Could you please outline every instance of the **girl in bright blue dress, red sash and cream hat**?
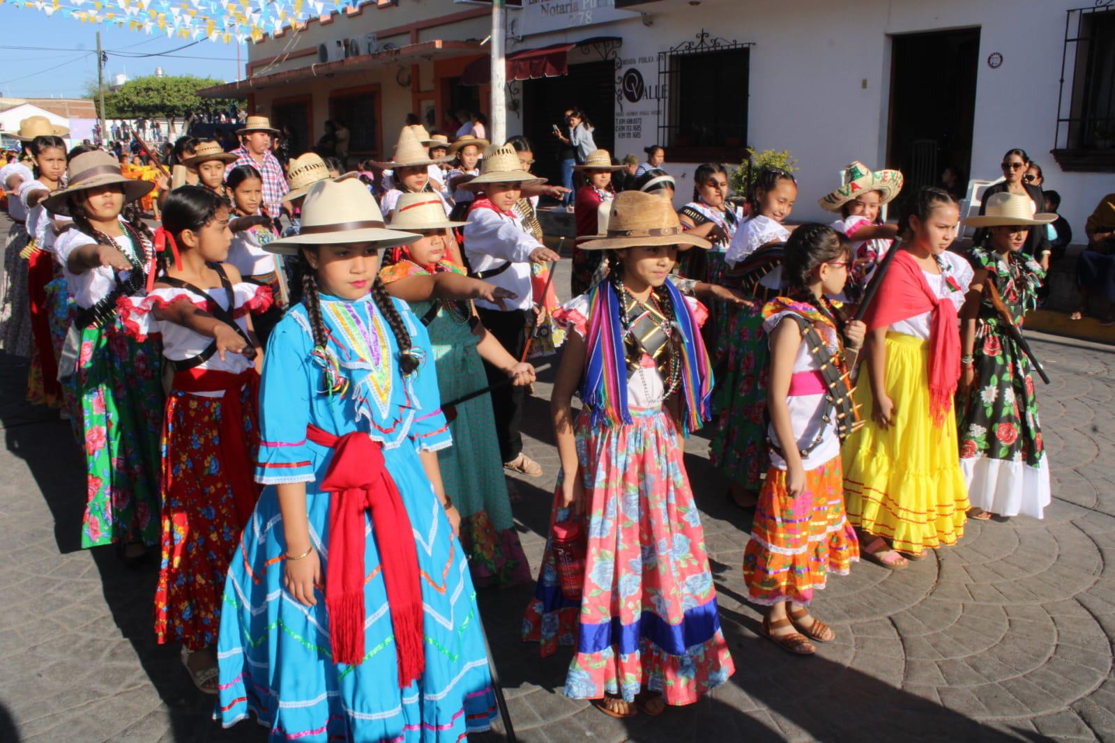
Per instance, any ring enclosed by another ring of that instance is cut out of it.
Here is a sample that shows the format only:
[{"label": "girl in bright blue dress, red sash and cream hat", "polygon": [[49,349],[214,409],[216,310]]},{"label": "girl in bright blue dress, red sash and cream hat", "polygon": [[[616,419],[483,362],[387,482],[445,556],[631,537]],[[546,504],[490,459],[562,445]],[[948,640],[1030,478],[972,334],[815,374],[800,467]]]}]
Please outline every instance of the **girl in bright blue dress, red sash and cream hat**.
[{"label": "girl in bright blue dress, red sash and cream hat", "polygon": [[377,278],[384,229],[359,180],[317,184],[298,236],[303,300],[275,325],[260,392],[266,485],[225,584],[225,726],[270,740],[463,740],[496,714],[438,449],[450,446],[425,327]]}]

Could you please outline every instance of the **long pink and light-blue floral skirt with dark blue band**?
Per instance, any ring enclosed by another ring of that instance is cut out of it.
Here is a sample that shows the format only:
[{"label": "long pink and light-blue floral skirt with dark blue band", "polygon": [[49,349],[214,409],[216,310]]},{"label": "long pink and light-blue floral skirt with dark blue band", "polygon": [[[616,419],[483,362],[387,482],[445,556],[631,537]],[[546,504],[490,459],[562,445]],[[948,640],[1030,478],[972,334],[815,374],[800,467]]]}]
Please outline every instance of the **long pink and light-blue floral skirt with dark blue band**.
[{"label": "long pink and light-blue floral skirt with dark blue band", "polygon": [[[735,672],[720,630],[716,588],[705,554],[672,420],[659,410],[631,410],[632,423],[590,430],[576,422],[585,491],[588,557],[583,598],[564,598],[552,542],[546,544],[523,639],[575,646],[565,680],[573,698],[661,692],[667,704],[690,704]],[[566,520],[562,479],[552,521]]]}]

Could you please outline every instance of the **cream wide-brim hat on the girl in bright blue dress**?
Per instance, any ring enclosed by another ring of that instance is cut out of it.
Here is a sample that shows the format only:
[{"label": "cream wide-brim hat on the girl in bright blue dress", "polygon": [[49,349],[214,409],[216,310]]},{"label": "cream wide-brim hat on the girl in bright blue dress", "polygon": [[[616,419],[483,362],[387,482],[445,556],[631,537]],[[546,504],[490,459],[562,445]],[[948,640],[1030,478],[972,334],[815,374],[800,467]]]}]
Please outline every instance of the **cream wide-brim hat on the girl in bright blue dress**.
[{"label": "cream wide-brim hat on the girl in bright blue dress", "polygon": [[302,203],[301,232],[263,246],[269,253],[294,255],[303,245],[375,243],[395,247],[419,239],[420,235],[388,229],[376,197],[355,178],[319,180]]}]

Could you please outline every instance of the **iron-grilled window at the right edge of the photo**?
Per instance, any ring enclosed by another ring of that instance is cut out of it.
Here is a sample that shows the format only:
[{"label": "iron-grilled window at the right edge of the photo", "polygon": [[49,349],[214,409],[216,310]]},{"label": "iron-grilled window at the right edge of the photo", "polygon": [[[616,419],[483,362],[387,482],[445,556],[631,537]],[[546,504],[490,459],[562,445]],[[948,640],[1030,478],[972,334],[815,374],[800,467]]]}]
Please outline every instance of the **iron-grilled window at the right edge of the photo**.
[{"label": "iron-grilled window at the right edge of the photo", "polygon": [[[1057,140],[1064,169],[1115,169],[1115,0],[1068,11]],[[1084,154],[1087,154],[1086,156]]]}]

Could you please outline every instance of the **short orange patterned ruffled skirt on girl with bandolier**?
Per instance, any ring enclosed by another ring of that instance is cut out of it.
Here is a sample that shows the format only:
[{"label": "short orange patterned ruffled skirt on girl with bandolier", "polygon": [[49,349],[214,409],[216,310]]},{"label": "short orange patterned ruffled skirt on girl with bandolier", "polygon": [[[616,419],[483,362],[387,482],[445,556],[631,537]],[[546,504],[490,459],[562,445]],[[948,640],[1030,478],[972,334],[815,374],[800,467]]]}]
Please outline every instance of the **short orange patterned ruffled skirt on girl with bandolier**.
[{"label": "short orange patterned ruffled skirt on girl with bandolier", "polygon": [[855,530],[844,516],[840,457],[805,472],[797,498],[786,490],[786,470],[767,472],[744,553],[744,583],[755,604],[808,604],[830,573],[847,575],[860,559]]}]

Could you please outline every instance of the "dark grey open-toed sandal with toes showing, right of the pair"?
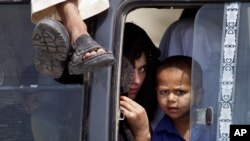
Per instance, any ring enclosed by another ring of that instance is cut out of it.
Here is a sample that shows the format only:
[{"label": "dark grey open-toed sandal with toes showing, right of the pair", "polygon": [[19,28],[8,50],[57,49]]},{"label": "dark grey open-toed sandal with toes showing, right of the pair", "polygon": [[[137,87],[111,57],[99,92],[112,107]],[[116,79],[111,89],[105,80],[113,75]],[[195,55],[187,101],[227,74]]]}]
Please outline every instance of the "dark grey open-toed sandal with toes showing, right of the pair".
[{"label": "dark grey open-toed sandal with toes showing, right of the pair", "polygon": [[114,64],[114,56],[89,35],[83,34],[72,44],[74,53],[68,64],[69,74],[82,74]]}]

> _What to produce_
The expected output is an exact copy of the lines from the one with "girl with bandolier**." to the final line of the entries above, pictures excepted; please include both ends.

> _Written answer_
Please outline every instance of the **short orange patterned ruffled skirt on girl with bandolier**.
[{"label": "short orange patterned ruffled skirt on girl with bandolier", "polygon": [[855,530],[844,516],[840,457],[805,472],[797,498],[786,490],[786,470],[767,472],[744,553],[744,583],[755,604],[808,604],[830,573],[847,575],[860,559]]}]

Could you please outline every instance of the "dark grey open-toed sandal with toes showing, right of the pair"?
Per instance, any ring enclosed by another ring of that instance is cut out of it.
Here is a sample that shows the format only:
[{"label": "dark grey open-toed sandal with toes showing, right of the pair", "polygon": [[19,28],[8,50],[57,49]]},{"label": "dark grey open-toed sandal with toes showing, right of the pair", "polygon": [[[137,87],[111,57],[99,92],[112,107]],[[116,79],[111,89],[105,80],[113,75]],[[195,55],[187,101],[227,74]]]}]
Please outline every instance of the "dark grey open-toed sandal with toes showing, right of the pair".
[{"label": "dark grey open-toed sandal with toes showing, right of the pair", "polygon": [[114,64],[114,56],[89,35],[83,34],[72,44],[74,53],[68,64],[69,74],[82,74]]}]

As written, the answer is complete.